WHAT THE TASK ASKS: List every line of the records that contains the string "patch", copying each such line in full.

DATASET EXTRACT:
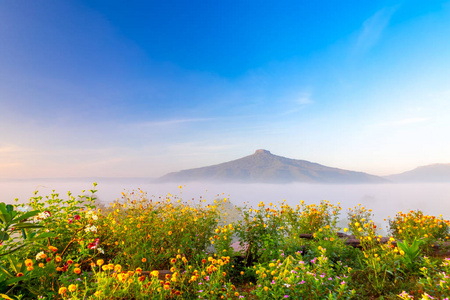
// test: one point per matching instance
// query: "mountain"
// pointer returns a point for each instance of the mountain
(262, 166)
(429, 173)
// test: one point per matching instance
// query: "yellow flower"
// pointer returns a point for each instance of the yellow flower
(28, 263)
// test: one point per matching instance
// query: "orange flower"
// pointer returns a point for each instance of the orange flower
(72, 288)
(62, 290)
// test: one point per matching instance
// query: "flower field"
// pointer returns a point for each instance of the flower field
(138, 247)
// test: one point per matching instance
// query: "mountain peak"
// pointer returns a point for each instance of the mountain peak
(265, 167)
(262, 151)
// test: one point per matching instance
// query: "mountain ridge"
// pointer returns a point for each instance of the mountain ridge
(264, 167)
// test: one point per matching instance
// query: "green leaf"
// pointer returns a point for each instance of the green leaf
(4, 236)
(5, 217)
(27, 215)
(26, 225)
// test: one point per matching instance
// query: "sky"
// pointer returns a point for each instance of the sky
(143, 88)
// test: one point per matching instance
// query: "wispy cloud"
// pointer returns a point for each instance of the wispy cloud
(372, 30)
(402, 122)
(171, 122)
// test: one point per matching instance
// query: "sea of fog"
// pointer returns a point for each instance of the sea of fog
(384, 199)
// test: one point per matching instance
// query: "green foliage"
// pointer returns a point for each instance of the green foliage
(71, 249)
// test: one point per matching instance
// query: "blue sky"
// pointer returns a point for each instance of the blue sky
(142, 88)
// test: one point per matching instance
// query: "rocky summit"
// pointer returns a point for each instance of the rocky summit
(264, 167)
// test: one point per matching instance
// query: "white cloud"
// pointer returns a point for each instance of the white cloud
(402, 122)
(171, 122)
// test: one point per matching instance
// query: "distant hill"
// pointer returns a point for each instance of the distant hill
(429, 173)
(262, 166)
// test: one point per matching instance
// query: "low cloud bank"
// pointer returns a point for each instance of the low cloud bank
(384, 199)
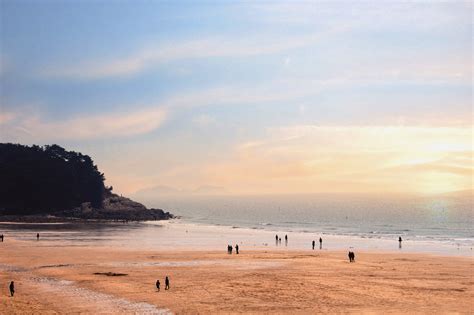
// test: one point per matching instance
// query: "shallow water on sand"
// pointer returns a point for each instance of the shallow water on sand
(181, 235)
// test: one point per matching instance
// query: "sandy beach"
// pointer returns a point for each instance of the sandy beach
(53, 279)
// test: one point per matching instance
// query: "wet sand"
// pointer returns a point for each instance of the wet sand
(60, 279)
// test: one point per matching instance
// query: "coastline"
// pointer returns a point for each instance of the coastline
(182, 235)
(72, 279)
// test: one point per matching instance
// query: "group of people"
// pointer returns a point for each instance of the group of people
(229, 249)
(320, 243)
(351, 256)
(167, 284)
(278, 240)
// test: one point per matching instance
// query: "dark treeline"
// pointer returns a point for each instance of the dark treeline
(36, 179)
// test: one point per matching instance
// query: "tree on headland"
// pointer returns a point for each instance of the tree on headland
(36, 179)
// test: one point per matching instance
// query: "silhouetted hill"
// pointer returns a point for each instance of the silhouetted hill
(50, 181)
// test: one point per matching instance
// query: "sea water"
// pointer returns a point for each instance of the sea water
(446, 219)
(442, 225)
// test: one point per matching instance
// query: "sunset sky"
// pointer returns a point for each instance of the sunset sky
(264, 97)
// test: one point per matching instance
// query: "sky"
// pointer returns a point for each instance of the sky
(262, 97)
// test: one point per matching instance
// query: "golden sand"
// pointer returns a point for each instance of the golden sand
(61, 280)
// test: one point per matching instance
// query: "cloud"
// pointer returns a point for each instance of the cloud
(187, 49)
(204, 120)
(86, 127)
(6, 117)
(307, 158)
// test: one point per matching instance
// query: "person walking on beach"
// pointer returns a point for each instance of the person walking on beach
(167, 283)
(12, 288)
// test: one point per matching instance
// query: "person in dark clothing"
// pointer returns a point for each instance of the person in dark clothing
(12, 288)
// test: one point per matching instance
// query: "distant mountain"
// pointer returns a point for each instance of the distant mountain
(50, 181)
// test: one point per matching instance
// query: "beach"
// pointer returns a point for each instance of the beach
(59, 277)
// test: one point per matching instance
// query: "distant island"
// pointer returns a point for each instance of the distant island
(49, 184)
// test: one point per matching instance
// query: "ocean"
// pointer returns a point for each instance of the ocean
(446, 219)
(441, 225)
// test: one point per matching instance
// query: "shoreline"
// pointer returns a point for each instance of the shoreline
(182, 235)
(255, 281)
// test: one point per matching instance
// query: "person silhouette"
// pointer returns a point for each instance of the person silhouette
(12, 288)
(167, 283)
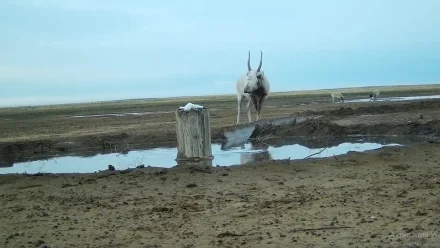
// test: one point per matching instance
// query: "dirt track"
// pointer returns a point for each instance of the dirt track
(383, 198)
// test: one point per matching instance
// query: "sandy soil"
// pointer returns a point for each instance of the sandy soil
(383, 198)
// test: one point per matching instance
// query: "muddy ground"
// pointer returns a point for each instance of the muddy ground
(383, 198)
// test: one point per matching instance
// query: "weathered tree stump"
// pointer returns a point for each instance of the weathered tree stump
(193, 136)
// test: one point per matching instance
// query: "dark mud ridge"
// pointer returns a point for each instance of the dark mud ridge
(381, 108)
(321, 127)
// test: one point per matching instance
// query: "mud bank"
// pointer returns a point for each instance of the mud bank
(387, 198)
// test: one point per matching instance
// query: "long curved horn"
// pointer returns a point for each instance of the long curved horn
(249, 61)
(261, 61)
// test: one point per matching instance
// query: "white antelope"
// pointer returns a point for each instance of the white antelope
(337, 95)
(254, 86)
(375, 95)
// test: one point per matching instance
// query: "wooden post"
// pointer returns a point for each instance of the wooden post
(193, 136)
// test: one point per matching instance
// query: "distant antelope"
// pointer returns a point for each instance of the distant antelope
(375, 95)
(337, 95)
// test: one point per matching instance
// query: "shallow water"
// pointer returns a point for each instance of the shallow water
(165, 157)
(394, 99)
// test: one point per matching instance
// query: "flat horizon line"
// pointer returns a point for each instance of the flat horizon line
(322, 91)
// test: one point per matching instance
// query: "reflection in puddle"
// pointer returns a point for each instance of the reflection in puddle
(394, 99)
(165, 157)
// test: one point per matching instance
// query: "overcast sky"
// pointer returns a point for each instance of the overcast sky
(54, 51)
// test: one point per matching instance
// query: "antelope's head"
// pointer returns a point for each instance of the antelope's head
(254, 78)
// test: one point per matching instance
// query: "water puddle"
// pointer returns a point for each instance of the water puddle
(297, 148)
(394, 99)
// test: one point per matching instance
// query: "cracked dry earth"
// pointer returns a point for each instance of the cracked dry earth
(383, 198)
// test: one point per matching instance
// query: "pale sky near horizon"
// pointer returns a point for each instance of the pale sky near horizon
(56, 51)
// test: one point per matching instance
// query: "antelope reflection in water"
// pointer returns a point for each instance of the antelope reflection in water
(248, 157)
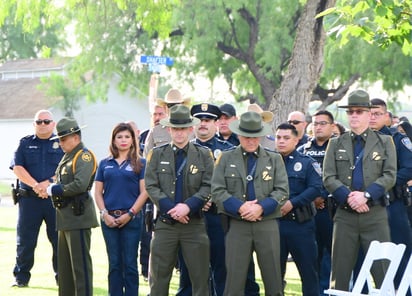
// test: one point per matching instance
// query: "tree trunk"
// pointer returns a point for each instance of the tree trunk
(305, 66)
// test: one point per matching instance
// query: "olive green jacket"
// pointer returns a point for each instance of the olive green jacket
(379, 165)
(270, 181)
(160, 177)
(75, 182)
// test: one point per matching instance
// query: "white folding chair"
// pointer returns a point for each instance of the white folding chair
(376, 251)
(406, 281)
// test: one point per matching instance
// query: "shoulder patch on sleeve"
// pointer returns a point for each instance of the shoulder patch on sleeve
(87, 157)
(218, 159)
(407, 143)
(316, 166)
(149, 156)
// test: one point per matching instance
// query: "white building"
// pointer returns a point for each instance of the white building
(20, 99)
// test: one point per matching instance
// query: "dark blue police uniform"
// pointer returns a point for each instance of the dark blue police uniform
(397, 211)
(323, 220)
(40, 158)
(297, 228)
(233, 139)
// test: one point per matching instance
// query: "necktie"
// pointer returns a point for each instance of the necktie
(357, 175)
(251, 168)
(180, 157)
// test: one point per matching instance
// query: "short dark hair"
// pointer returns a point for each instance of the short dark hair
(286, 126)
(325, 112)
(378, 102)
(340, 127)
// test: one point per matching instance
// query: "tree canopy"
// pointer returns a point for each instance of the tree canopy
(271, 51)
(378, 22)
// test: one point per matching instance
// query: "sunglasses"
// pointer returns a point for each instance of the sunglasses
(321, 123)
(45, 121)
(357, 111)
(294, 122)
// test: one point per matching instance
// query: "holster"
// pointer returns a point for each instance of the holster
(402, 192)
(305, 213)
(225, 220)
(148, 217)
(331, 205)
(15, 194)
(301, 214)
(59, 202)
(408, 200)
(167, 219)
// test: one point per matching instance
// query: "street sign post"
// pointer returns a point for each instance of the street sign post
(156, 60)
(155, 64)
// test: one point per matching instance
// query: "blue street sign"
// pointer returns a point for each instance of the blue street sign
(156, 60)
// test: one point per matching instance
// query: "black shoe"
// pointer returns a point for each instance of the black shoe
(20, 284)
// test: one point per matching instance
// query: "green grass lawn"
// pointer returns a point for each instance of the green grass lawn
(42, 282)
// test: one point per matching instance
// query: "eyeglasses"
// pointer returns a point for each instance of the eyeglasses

ANSWER TO THE EXERCISE:
// query: "shoulder patch on sleeve"
// pointer returns a point for each instance of the shoulder patch on sleeve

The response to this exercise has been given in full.